[[ DOCUMENT EXCERPT, beginning ]]

Virtual Model Identifies Factors Contributing to Lung Dysfunction in Mice with COPD
A new computer model based on anatomical and experimental information can predict changes in lung function caused by chronic inflammation. Developed by researchers at Rutgers University in New Jersey, this virtual system can help identify the different damaging and remodeling factors that contribute to lung function changes in several respiratory diseases, including emphysema and chronic obstructive pulmonary disease (COPD).
Details of the model were reported in a study titled “Histologic and biochemical alterations predict pulmonary mechanical dysfunction in aging mice with chronic lung inflammation,” published in the journal PLoS Computational Biology.
Aging and chronic inflammation are key triggers of lung structural changes, either by inducing the accumulation of cells and debris by altering the airway size, or by promoting their collapse. Conventional lung function measurements can help diagnose lung dysfunction, but they fail to recognize the contribution of each of these events for clinical progression.

[[ DOCUMENT EXCERPT, end ]]
[[ RAW DATA, beginning ]]

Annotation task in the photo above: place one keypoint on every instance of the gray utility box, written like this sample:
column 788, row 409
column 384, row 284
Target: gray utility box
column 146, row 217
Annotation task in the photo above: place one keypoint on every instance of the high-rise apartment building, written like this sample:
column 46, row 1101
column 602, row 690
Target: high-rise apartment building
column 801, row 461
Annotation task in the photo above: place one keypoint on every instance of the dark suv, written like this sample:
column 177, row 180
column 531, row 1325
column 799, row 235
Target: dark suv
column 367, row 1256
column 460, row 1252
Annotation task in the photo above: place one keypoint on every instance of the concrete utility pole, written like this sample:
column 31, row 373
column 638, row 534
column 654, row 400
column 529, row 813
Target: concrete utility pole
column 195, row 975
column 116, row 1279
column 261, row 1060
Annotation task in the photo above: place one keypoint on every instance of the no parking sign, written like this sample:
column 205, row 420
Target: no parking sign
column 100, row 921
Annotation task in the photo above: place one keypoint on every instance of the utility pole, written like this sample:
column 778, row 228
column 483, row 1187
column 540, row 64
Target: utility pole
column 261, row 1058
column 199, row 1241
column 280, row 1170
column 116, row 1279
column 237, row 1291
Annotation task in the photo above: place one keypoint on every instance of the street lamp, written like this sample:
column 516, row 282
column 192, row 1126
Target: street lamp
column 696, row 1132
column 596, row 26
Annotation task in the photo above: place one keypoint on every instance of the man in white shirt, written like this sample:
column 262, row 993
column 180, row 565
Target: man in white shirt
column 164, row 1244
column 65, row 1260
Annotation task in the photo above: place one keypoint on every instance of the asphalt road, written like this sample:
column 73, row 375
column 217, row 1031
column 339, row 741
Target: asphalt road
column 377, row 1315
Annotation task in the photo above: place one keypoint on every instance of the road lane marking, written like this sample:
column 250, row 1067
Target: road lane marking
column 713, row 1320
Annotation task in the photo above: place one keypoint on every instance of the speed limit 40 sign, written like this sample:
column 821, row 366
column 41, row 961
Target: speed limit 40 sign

[[ RAW DATA, end ]]

- PROMPT
According to the text on the virtual lung model, at which university was the computer model developed?

- EXERCISE OUTPUT
Rutgers University in New Jersey.